## What the task asks
Pick each line containing "return" out of the records.

:: Provided records ::

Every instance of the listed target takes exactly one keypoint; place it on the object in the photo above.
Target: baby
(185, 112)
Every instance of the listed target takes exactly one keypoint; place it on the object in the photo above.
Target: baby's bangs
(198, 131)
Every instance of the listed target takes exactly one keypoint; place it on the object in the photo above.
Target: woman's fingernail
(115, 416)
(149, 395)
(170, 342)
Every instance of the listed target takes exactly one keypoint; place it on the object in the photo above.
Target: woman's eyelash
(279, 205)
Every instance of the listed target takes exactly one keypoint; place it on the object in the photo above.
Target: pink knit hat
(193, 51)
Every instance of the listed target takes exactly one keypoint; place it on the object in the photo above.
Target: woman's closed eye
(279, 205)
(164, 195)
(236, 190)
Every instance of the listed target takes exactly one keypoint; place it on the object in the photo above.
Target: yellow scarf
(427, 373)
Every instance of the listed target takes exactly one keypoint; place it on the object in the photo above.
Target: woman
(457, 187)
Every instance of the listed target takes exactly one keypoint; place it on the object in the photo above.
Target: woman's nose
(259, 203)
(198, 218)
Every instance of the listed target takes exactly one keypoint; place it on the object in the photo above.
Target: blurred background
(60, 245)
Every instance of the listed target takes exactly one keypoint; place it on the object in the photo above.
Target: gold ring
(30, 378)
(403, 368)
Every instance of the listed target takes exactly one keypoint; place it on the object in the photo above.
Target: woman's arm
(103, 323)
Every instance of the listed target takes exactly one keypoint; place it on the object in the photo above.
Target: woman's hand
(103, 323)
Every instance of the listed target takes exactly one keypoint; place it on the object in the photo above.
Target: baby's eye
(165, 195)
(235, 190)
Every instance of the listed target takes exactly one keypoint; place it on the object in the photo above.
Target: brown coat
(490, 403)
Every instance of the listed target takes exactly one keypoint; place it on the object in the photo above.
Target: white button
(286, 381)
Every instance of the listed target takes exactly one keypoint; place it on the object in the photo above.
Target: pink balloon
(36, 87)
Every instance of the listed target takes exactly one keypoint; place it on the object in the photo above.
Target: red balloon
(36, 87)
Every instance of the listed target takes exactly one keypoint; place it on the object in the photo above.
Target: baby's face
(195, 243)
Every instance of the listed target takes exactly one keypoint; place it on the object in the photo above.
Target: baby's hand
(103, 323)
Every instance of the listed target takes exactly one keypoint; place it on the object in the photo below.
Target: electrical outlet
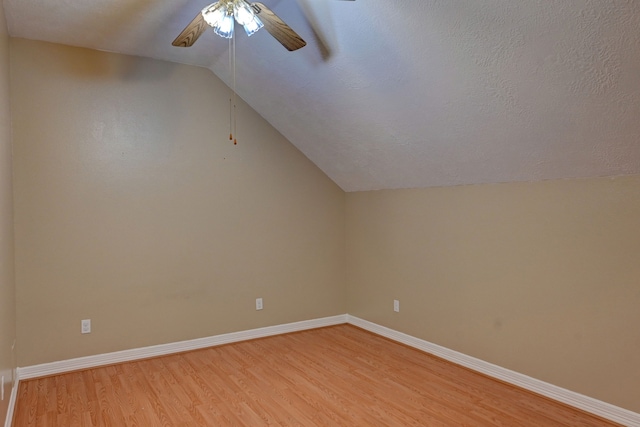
(85, 326)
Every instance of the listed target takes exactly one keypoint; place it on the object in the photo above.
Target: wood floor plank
(335, 376)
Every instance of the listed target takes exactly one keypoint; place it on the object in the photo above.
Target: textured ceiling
(414, 93)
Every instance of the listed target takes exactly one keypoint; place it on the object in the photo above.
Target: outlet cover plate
(85, 326)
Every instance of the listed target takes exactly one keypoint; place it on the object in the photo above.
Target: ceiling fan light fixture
(220, 17)
(253, 26)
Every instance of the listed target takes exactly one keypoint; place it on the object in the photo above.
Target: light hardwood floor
(335, 376)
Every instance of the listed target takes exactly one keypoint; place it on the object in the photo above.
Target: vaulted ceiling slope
(412, 93)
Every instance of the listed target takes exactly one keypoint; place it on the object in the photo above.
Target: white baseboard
(577, 400)
(171, 348)
(594, 406)
(12, 400)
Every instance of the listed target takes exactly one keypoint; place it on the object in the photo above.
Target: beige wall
(134, 209)
(7, 284)
(542, 278)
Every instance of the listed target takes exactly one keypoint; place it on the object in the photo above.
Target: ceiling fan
(222, 14)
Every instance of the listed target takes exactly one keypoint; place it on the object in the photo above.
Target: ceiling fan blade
(190, 34)
(277, 28)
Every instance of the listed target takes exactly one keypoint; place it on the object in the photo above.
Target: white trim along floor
(594, 406)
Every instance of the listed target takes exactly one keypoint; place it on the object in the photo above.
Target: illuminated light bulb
(253, 26)
(243, 12)
(224, 27)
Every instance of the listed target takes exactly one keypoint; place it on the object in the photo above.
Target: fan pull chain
(235, 128)
(230, 97)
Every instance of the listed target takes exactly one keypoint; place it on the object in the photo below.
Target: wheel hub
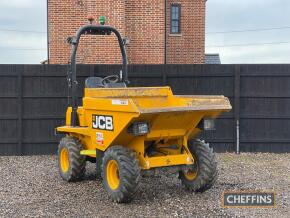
(113, 174)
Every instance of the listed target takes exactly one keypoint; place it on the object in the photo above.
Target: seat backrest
(94, 82)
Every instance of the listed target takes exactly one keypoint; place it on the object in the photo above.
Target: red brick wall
(143, 22)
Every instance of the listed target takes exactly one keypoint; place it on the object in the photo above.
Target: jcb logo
(103, 122)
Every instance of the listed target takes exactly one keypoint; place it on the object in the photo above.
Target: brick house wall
(143, 22)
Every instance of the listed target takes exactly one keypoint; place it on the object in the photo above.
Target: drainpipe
(47, 23)
(165, 34)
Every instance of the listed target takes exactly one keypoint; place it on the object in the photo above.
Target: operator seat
(94, 82)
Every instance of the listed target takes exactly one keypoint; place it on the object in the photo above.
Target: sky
(227, 25)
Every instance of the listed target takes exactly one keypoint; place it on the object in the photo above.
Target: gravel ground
(31, 187)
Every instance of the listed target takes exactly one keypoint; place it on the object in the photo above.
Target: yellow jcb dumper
(129, 130)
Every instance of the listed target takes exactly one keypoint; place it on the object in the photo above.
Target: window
(175, 18)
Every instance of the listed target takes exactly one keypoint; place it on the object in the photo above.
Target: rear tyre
(71, 164)
(120, 173)
(203, 173)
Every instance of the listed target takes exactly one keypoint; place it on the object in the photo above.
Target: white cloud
(225, 15)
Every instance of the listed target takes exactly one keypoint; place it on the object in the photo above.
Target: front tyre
(71, 164)
(203, 173)
(120, 173)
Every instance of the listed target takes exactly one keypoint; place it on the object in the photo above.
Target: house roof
(212, 59)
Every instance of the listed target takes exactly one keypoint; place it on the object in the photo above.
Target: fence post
(237, 75)
(164, 75)
(20, 112)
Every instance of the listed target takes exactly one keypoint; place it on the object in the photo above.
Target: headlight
(206, 124)
(139, 128)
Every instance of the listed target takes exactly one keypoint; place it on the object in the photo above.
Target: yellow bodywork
(172, 120)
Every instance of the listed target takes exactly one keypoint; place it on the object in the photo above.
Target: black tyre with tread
(128, 173)
(76, 161)
(205, 167)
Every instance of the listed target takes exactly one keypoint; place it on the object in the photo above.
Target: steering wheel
(110, 79)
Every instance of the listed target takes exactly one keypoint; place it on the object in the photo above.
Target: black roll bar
(74, 41)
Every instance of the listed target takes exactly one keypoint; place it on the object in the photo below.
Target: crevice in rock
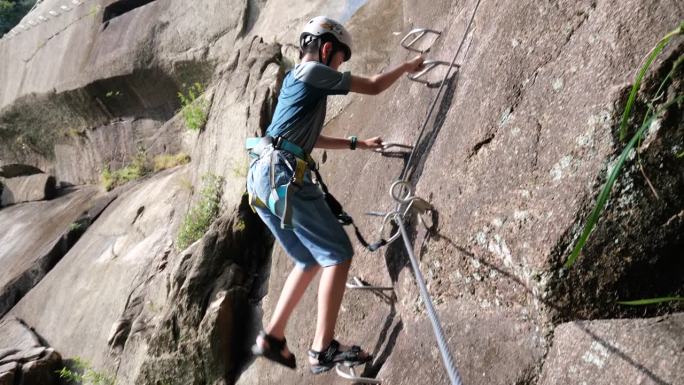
(121, 7)
(209, 307)
(478, 146)
(635, 250)
(537, 139)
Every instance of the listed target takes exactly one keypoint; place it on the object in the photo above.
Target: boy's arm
(378, 83)
(332, 143)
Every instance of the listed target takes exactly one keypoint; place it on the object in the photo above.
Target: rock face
(34, 238)
(36, 187)
(24, 360)
(511, 159)
(634, 351)
(12, 170)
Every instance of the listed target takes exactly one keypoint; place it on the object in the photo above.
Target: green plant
(164, 161)
(194, 108)
(11, 12)
(651, 115)
(83, 373)
(240, 168)
(197, 220)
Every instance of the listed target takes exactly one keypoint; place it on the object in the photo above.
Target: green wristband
(353, 140)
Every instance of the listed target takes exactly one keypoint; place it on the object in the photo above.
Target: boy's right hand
(415, 64)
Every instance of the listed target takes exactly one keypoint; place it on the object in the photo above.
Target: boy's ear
(327, 49)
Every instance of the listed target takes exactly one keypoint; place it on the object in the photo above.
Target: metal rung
(429, 65)
(359, 285)
(419, 32)
(351, 375)
(388, 145)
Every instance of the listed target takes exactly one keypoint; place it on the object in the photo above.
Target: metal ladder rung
(429, 66)
(420, 33)
(351, 375)
(359, 285)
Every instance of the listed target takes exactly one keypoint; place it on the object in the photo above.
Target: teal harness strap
(281, 196)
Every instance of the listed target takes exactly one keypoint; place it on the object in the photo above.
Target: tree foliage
(11, 13)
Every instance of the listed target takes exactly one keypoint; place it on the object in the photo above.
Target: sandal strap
(327, 355)
(273, 343)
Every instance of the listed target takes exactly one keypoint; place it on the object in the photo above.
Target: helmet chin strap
(320, 56)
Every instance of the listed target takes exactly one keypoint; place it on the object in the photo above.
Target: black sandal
(332, 356)
(273, 350)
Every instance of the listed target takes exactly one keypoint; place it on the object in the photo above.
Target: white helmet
(322, 25)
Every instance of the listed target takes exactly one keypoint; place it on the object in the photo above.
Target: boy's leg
(330, 292)
(292, 292)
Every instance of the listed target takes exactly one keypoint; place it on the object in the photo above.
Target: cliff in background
(512, 159)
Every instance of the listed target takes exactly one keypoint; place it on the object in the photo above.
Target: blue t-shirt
(300, 113)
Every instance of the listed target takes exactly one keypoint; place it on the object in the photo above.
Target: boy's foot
(334, 354)
(274, 349)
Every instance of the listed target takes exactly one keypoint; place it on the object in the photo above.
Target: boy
(316, 240)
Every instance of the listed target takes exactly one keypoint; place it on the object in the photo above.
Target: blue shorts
(317, 238)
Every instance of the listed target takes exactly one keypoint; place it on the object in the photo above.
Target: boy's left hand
(369, 144)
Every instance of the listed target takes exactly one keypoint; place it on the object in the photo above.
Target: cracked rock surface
(512, 158)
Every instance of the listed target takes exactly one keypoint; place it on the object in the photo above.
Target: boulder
(29, 188)
(122, 256)
(43, 371)
(36, 235)
(625, 351)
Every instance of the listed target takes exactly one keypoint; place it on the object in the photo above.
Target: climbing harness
(407, 203)
(273, 147)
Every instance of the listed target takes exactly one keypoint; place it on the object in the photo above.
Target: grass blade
(651, 301)
(605, 192)
(640, 75)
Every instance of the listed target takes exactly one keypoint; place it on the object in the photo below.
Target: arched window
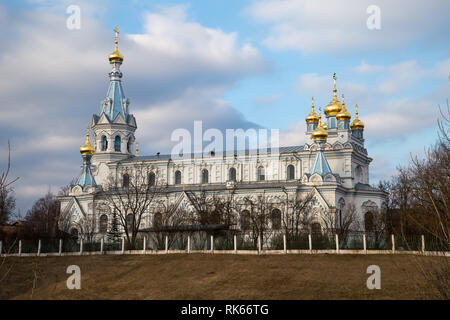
(358, 173)
(126, 180)
(157, 220)
(276, 219)
(129, 145)
(290, 172)
(104, 143)
(316, 228)
(368, 222)
(130, 222)
(103, 223)
(74, 233)
(178, 177)
(117, 144)
(205, 176)
(232, 174)
(245, 220)
(151, 178)
(261, 174)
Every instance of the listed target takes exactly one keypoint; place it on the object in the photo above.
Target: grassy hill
(204, 276)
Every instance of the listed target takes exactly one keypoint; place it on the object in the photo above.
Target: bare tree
(167, 218)
(42, 220)
(298, 214)
(344, 222)
(130, 193)
(259, 210)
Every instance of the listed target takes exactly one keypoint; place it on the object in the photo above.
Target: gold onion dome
(87, 148)
(334, 107)
(343, 114)
(357, 124)
(312, 117)
(320, 133)
(116, 55)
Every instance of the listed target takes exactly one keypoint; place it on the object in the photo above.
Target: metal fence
(237, 242)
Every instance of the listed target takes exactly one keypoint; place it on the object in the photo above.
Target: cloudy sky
(230, 63)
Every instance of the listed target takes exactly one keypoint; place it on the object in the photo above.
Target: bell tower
(114, 128)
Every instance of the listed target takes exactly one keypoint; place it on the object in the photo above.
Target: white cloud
(340, 26)
(294, 135)
(267, 100)
(53, 80)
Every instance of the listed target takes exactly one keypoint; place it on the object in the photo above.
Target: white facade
(343, 152)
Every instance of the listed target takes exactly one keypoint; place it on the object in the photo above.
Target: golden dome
(312, 117)
(320, 133)
(116, 55)
(87, 148)
(357, 124)
(343, 114)
(334, 107)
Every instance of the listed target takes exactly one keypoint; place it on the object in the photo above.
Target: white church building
(333, 164)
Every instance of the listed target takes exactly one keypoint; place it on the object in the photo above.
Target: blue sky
(232, 64)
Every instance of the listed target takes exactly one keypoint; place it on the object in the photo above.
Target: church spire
(115, 102)
(320, 135)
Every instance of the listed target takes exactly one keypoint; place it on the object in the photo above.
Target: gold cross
(116, 30)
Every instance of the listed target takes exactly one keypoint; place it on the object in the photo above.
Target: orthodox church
(333, 164)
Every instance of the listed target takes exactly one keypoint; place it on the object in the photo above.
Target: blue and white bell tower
(114, 128)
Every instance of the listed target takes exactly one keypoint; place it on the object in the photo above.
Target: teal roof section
(321, 165)
(115, 102)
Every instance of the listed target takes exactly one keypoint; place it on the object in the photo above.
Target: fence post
(167, 243)
(337, 243)
(189, 243)
(423, 244)
(364, 243)
(310, 243)
(393, 243)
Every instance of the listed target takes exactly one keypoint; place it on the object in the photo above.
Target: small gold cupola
(343, 114)
(357, 124)
(116, 55)
(87, 148)
(312, 117)
(320, 133)
(334, 106)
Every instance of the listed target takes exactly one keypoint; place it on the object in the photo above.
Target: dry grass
(203, 276)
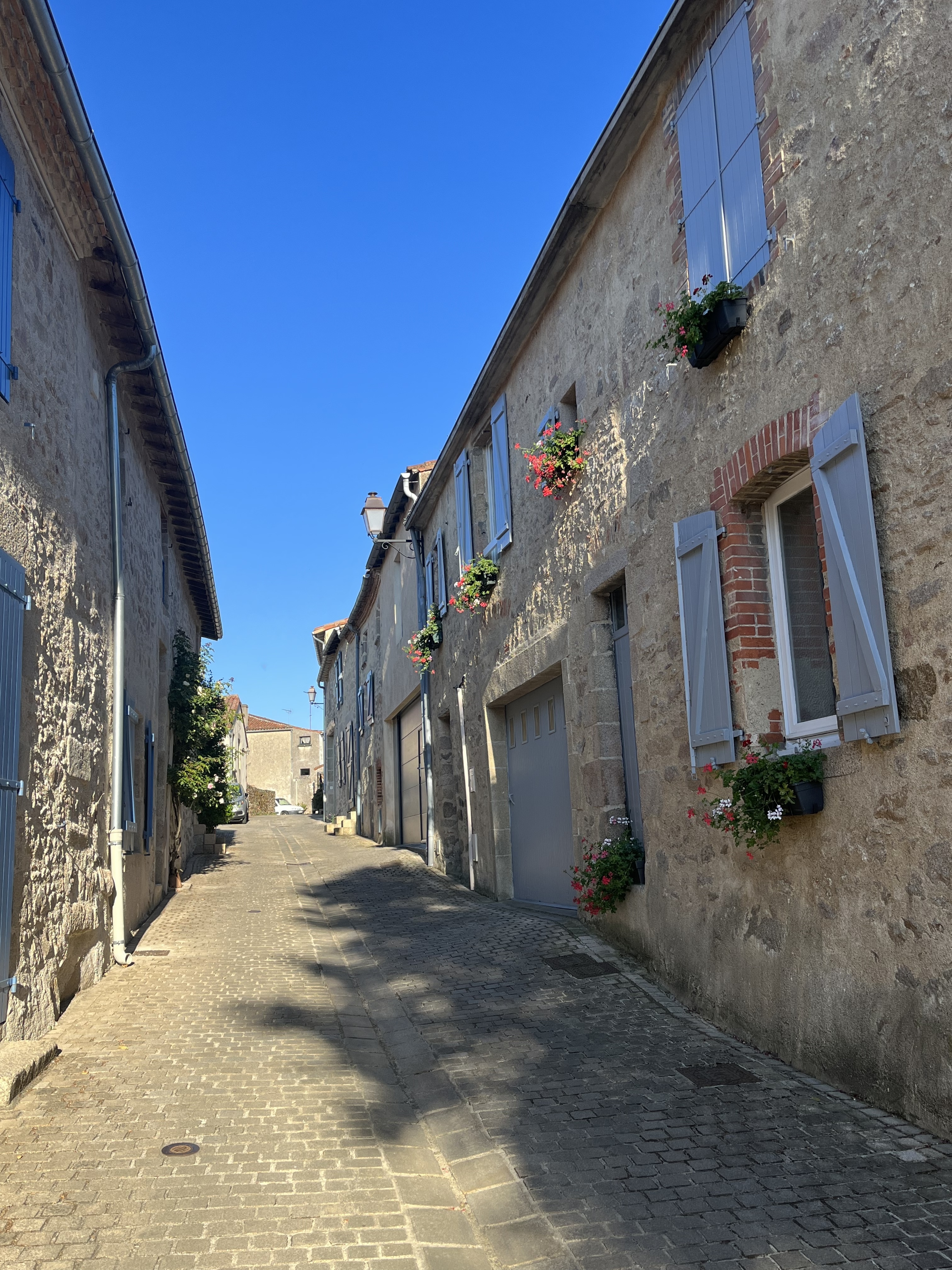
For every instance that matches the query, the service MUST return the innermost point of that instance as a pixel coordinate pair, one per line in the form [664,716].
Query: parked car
[241,809]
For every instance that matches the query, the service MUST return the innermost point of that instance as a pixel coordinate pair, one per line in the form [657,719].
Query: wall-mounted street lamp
[374,512]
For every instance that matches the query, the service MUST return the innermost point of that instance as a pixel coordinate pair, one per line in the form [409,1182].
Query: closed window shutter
[502,510]
[150,788]
[704,642]
[129,796]
[464,513]
[739,150]
[12,606]
[441,576]
[867,698]
[701,181]
[8,205]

:::

## Solution
For every instance that matches the query, the service MUST return the innermost point of that instance as a pixel coordinate pair, one per line in the form [664,716].
For every instance that matches the query, the service MUST return the innermost point of that instance as a pixel coordinate pair, one per line in the form [657,719].
For every instance that matches the query, the service MUST return the innermost point of that instance as a pixel coordinate pair, one per line in the form [409,1182].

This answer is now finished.